Provided passage
━━━━━━━━━━
What follows is the result of a random idea followed by a thought experiment followed by multiple discussions all which occurred after a decade or more of playing MMORPGs. If you are a game designer or developer and you like what you read here, please feel free to contact me at email@example.com. Happy gaming!
Disclosure: In the interest of full disclosure, I do not now (September 2016), nor have I ever worked for any company that designs and/or makes video games. I have played Firefall and MechWarrior Online, and I have never played Hawken, all of which do share some interesting and similar, but far from radical or new ‘character shell’ mechanics and I am vaguely familiar with Crowfall, but I have not played it as it has not been released at the time that I wrote and published this (September 2016).
Imagine a sci-fi MMORPG where players run the gamut from light infantry mobile battle suits to combat mechs the size of small buildings! Now imagine that video game solving major issues endemic in MMORPGs for both players and content developers alike; issues like abandoned leveling zones, abandoned dungeons, newbie griefing, gear and stat inflation, inventory problems, problems juggling multiple sets of gear, problems juggling multiple character builds, and in-game travel time. Now imagine hordes of rabid, happy gamers cheering you on and shouting your name as they throw money at you by purchasing and playing your awesome genre redefining new sci-fi MMORPG because you made MMORPGs fun again!
Over the many years that I have played video games in general and MMOs in particular multiple recurring pain points have lodged themselves in my brain. While technological advances have certainly pushed the genre of video games far beyond what any of us imagined in the early 1980s, some problems have become endemic in video games, not from technological limitations, but from the way that we, as humans, think about these games. And these problems encompass not just the player experience, but also that of the game designer and developers. What follows is list of some of the more egregious pain points for both sides.
Developer Pain Points
- Abandoned Content
- Leveling Zones
- PVP Battlegrounds
- Gear and/or Stat Inflation
Level Cap Content Abandonment
In possibly all MMOPRGs, players level one or more characters through zones until they hit the current level cap. This typically renders all of the zones used to level characters both absolutely necessary and also virtual ghost towns after the initial leveling rush. I call this phenomenon level cap content abandonment. MMORPGs slowly fill up with these abandoned zones until, near an MMORPG’s end of life, its digital real estate is composed predominantly of under- or unpopulated zones that cannot be removed, yet still require maintenance and support overhead as well as posing the continued threat of development overhead to implement new (expansion) games changes in those old areas or to alleviate technical debt.
Just as leveling zones become both abandoned and absolutely necessary to maintain, so too do dungeons, raids, and other level-pegged player-versus-environment encounters. As players level beyond the maximum level requirement for the dungeon, raid, or encounter in waves tied to content release dates, all of those assets become underutilized or abandoned, but must still be maintained for players leveling through game after or between release dates. Again, these content assets become liabilities that cannot be removed from the game and must be maintained, exerting continued pressure and stress on development teams for maintenance and updates.
Lastly, player versus player battlegrounds are also the victims of level cap content abandonment. During leveling and even after reaching the game’s current level cap, PVP battlegrounds provide an alternative method for players to level and/or earn PVP-specific gear and/or bragging rights within the MMORPG’s player base. However, when there are level restrictions on certain battlegrounds, PVP battlegrounds become abandoned as the player base levels beyond the maximum level requirement for any given battleground. Scaling characters’ levels up or down has been utilized in some MMOs as a possible solution to the level cap content abandonment problem, but the truth of this experience remains that few, if any, scaled up low level characters ever best fully geared level capped characters because the scaled up low level character is missing the full range of class abilities (and time spent playing and learning a given character) and low level gear does not provide combat or ability bonuses that truly even the playing field even when scaled up.
━━━━━━━━━━
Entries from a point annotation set
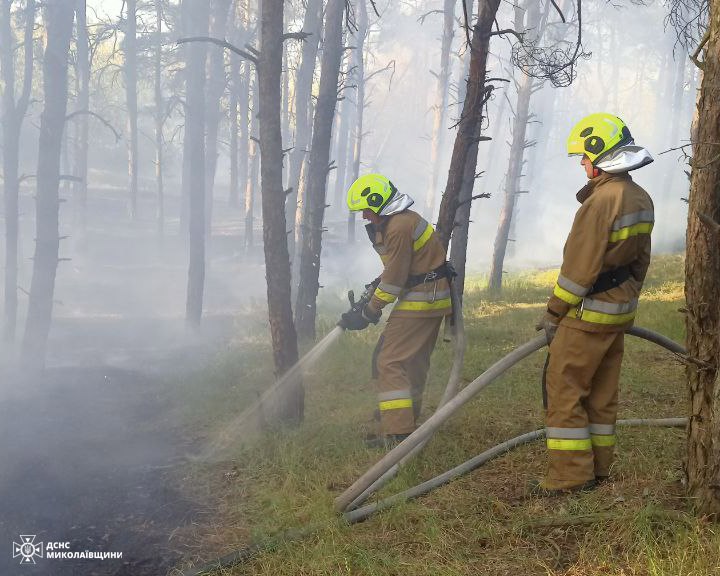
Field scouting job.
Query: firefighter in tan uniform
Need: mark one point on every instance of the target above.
(416, 279)
(605, 260)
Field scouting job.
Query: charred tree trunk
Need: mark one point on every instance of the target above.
(277, 259)
(464, 156)
(358, 63)
(441, 103)
(516, 162)
(159, 120)
(341, 155)
(130, 70)
(305, 307)
(702, 286)
(59, 20)
(251, 185)
(303, 116)
(82, 120)
(216, 82)
(194, 159)
(13, 114)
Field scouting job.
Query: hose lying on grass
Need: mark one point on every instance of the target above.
(431, 425)
(363, 513)
(419, 437)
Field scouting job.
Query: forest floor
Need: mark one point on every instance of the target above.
(638, 523)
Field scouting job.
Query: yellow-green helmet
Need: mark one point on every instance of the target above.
(596, 135)
(370, 191)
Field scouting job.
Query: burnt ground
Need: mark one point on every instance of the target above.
(91, 454)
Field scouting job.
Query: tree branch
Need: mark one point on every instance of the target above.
(222, 43)
(72, 115)
(694, 56)
(296, 35)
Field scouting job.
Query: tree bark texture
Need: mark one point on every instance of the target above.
(82, 121)
(318, 161)
(469, 126)
(216, 82)
(441, 103)
(253, 159)
(159, 120)
(13, 114)
(312, 24)
(58, 23)
(358, 62)
(277, 260)
(702, 287)
(130, 70)
(194, 159)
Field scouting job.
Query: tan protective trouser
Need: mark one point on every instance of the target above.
(582, 380)
(400, 364)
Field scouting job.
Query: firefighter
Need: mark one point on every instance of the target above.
(594, 301)
(416, 278)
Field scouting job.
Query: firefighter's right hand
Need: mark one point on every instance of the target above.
(359, 318)
(549, 324)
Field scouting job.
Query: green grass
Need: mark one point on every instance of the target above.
(482, 523)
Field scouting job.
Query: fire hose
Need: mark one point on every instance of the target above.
(388, 465)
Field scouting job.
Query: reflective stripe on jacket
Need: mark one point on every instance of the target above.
(408, 245)
(611, 229)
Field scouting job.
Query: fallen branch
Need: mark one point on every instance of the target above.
(221, 43)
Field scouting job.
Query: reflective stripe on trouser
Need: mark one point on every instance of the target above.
(582, 391)
(400, 365)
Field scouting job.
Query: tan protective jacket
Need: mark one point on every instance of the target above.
(408, 245)
(611, 229)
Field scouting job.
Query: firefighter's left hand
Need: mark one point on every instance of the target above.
(549, 324)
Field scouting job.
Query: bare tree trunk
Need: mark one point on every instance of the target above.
(130, 70)
(341, 155)
(58, 24)
(441, 102)
(464, 157)
(194, 159)
(82, 120)
(13, 114)
(236, 87)
(702, 287)
(159, 120)
(358, 62)
(277, 260)
(525, 89)
(312, 24)
(305, 307)
(251, 185)
(216, 82)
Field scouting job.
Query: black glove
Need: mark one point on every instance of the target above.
(548, 323)
(358, 318)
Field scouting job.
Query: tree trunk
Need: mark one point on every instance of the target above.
(464, 156)
(159, 120)
(277, 260)
(13, 114)
(251, 185)
(82, 120)
(216, 82)
(58, 25)
(341, 155)
(702, 286)
(441, 102)
(305, 307)
(303, 118)
(194, 159)
(359, 64)
(130, 70)
(525, 89)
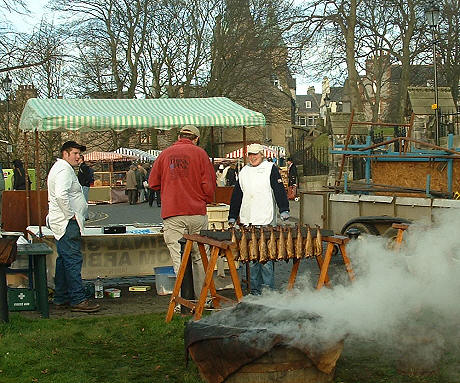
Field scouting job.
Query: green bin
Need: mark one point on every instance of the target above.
(21, 299)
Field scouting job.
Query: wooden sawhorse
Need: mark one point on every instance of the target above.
(402, 227)
(216, 247)
(323, 264)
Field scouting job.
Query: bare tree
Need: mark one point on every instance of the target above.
(449, 45)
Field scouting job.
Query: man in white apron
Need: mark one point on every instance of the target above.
(259, 186)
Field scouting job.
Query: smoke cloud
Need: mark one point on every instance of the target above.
(396, 297)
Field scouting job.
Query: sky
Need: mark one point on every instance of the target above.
(25, 23)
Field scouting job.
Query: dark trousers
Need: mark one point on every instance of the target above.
(132, 196)
(154, 195)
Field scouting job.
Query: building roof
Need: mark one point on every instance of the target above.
(421, 99)
(419, 75)
(315, 101)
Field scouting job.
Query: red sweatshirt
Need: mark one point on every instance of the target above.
(186, 178)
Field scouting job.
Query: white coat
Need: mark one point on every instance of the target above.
(65, 199)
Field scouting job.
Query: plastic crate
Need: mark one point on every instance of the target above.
(165, 279)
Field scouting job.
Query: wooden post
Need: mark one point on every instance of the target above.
(347, 140)
(37, 178)
(245, 149)
(26, 160)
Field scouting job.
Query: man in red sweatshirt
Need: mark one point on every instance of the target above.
(186, 178)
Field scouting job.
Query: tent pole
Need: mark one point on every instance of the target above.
(212, 144)
(26, 160)
(37, 179)
(245, 149)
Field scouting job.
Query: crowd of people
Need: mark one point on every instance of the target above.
(187, 181)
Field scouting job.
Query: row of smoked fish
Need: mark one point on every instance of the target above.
(275, 244)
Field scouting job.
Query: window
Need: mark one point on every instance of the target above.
(276, 81)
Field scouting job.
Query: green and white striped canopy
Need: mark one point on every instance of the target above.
(118, 114)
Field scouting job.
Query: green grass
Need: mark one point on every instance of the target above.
(140, 349)
(145, 349)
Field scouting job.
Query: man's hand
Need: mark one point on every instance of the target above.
(285, 215)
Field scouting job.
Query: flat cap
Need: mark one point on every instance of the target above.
(255, 148)
(72, 145)
(190, 129)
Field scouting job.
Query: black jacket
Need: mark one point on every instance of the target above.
(19, 182)
(292, 175)
(85, 175)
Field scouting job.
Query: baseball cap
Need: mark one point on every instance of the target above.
(190, 129)
(255, 148)
(72, 145)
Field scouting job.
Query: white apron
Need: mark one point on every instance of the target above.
(257, 204)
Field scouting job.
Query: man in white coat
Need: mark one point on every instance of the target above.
(259, 186)
(66, 219)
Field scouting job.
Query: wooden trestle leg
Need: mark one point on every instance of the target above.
(323, 264)
(216, 247)
(402, 227)
(179, 278)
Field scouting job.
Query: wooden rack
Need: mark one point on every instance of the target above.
(216, 248)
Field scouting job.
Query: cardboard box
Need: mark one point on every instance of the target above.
(112, 293)
(139, 288)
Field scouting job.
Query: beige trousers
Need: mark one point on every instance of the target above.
(174, 229)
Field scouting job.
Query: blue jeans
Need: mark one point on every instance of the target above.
(67, 277)
(85, 190)
(262, 275)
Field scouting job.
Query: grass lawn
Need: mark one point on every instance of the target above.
(145, 349)
(134, 349)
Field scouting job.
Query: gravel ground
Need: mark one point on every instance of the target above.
(149, 301)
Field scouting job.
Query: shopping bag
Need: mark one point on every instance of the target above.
(292, 192)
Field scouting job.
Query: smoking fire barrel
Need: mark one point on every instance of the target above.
(232, 347)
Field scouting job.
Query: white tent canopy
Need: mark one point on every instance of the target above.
(119, 114)
(141, 155)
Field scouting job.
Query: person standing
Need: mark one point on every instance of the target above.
(19, 176)
(253, 199)
(141, 176)
(131, 185)
(220, 176)
(186, 178)
(231, 176)
(67, 209)
(2, 188)
(85, 177)
(292, 179)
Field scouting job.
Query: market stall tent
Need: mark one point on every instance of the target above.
(269, 152)
(45, 115)
(107, 157)
(118, 114)
(138, 154)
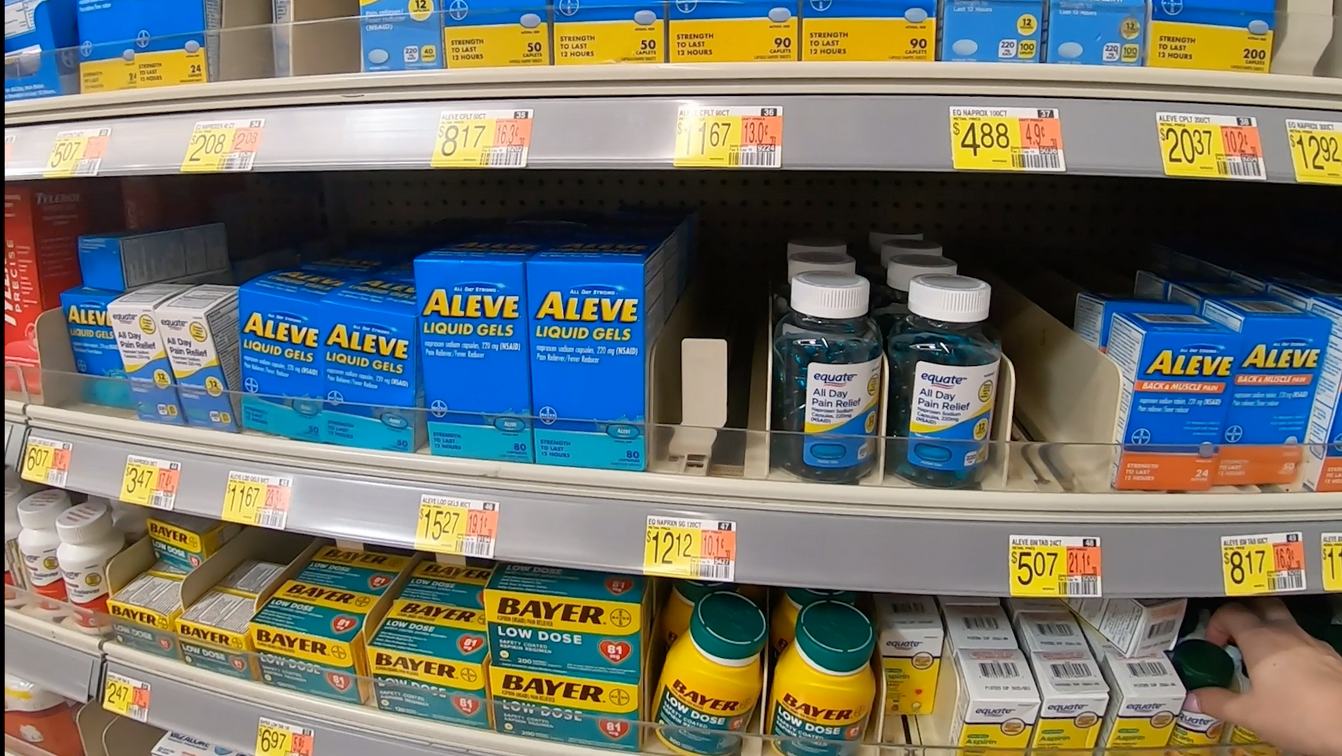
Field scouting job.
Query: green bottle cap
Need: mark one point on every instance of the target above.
(807, 596)
(695, 590)
(835, 637)
(1201, 664)
(728, 626)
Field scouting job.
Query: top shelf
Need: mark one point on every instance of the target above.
(836, 116)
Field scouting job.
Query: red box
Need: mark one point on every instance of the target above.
(42, 226)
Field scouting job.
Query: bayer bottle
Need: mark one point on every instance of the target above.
(827, 380)
(944, 364)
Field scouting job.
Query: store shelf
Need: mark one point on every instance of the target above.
(879, 117)
(860, 537)
(53, 657)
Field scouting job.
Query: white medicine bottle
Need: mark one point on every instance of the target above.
(38, 543)
(87, 543)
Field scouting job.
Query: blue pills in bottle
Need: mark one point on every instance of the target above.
(944, 361)
(827, 380)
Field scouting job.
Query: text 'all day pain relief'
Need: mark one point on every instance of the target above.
(1216, 35)
(608, 31)
(1177, 372)
(497, 34)
(868, 30)
(473, 316)
(705, 31)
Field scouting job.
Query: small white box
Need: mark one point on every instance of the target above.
(978, 627)
(1048, 631)
(1137, 627)
(910, 645)
(1072, 700)
(1145, 697)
━━━━━━━━━━
Your tasks
**A.** From the MMORPG essay, pull out the passage starting with "What follows is the" and going on through "email@example.com. Happy gaming!", word for word.
**B.** Extend the MMORPG essay by writing what comes after its last sentence.

Expected outputs
**A.**
What follows is the result of a random idea followed by a thought experiment followed by multiple discussions all which occurred after a decade or more of playing MMORPGs. If you are a game designer or developer and you like what you read here, please feel free to contact me at email@example.com. Happy gaming!

**B.**
Level Cap Content Abandonment User Story
As an MMORPG designer/developer, I want to create content for my game that will not be forcibly abandoned by my game’s player base due to the mechanics of in-game progression, so that I can create meaningful content that will continue to bring joy to players throughout the life of my game.
Another major issue in long life cycle video games is gear and stat inflation. Traditionally, gear (armor, weapons, etc.) is offered as rewards to player characters who complete content (quests, dungeons, raids, etc.) with better gear being awarded for the completion of more difficult content. This is all well and good within a single iteration of a game, but for games that are expanded upon over the course of time, it becomes a challenge to reward players with gear that offers a meaningful sense of progression from one iteration of the game to the next without artificially inflating the stats on that gear. The classic example of this vanilla World of Warcraft (the first version of the game) versus the World of Warcraft Cataclysm expansion (the third expansion of the game).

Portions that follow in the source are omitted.